Start of Information supplied
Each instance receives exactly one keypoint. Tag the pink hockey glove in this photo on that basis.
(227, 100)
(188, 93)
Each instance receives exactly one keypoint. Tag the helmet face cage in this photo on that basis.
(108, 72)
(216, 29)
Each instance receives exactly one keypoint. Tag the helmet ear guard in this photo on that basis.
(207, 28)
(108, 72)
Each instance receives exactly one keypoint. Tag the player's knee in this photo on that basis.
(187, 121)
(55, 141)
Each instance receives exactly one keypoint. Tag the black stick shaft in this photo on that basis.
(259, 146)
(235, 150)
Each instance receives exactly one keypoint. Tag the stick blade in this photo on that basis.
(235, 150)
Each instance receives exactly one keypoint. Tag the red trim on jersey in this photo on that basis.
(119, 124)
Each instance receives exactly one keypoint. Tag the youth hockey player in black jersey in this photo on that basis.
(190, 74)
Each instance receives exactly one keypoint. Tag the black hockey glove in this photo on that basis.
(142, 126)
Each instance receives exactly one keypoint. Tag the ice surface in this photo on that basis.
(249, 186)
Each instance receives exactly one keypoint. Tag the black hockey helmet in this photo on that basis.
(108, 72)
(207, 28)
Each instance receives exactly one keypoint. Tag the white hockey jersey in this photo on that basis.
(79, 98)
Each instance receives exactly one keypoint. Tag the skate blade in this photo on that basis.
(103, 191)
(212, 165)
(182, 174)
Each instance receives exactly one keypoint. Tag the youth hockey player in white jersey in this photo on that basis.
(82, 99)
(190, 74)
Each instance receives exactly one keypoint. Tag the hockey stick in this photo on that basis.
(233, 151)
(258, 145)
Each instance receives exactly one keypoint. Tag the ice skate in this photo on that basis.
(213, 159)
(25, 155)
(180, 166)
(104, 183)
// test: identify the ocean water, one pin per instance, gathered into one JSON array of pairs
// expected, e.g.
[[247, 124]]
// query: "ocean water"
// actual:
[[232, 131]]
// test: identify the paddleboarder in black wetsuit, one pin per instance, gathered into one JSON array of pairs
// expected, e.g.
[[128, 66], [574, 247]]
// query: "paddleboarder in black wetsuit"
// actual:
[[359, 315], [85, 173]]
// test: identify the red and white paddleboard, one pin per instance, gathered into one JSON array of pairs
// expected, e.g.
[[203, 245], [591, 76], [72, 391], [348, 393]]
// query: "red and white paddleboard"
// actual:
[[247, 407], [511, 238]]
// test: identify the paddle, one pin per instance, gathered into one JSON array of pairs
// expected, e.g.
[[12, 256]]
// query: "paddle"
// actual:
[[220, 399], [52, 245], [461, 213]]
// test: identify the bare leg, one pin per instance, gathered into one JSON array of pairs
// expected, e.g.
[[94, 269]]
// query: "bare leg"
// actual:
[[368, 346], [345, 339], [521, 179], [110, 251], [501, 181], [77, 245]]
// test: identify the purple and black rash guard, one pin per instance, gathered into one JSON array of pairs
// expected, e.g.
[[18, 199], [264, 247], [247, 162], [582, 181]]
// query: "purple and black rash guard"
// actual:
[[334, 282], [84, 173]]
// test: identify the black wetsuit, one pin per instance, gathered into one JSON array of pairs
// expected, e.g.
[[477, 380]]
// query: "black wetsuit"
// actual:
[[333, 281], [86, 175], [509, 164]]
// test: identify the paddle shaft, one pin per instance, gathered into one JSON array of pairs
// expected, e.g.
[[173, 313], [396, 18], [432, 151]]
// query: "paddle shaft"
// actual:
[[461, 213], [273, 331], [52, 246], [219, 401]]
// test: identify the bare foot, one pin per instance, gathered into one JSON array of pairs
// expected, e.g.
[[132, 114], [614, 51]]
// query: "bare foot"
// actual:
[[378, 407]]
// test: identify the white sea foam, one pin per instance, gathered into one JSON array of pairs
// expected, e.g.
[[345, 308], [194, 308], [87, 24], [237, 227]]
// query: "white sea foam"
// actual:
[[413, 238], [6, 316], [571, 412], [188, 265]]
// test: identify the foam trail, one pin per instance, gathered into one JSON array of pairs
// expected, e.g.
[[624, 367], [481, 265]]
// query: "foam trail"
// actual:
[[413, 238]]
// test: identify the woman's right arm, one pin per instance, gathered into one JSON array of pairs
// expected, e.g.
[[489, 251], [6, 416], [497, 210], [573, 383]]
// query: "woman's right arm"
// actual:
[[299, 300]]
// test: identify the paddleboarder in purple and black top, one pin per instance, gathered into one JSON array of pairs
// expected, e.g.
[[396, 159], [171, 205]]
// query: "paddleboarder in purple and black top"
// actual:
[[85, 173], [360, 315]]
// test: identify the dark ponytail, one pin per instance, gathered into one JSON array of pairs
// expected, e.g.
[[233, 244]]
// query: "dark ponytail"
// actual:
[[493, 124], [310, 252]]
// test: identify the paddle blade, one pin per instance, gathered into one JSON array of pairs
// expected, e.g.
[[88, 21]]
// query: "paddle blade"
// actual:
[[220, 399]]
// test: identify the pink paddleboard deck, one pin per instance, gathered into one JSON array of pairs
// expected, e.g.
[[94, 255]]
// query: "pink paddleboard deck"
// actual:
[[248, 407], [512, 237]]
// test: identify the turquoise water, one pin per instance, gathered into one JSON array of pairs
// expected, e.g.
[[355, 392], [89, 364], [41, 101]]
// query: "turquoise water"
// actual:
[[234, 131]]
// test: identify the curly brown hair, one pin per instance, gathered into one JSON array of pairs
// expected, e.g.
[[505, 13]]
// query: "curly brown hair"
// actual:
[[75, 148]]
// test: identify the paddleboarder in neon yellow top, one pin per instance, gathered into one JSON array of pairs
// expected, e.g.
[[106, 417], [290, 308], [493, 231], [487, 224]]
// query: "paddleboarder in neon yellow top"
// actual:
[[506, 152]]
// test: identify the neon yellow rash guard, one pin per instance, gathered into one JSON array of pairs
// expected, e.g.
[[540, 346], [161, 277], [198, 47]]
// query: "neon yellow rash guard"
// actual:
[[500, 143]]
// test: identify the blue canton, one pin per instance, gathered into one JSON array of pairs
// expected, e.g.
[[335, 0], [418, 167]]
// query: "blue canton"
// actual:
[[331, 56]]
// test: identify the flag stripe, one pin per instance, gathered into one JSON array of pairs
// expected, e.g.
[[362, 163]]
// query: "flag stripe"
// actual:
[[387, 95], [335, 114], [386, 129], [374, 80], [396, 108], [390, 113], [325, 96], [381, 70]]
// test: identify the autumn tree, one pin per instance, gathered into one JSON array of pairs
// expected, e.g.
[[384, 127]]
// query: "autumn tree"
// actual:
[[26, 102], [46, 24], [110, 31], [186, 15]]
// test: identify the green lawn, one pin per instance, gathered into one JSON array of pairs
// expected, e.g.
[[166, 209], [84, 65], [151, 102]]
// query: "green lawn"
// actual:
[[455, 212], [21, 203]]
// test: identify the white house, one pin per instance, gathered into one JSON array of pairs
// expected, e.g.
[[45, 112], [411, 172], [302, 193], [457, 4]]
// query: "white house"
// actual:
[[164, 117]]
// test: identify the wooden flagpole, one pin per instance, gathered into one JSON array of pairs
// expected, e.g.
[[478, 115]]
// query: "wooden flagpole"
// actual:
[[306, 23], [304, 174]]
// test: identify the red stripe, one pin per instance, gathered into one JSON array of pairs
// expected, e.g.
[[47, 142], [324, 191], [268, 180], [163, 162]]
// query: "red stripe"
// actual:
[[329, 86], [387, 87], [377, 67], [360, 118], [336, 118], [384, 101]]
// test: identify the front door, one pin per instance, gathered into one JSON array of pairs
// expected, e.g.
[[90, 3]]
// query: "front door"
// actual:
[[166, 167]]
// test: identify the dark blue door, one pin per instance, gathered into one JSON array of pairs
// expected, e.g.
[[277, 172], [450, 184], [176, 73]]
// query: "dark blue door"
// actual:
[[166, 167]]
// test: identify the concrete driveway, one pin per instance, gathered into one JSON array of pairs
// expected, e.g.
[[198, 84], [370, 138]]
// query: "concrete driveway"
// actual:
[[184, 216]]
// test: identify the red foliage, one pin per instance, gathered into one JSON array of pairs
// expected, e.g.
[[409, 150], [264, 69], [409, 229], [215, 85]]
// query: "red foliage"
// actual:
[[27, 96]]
End of Information supplied
Across the whole listing above, find every line with the string "paddleboarder" and copy it.

» **Exercise solution**
// test: identify the paddleboarder in black wetsuit, one pin per instance, gathered into one JSON array of pairs
// query: "paddleboarder in black wetsuit"
// test: identify the paddleboarder in purple and black top, one pin per instance, gathered into one JSON array of pairs
// query: "paddleboarder in purple and black top"
// test: identify the paddleboarder in neon yellow top, one pin per instance, gathered into one JSON array of pairs
// query: "paddleboarder in neon yellow top"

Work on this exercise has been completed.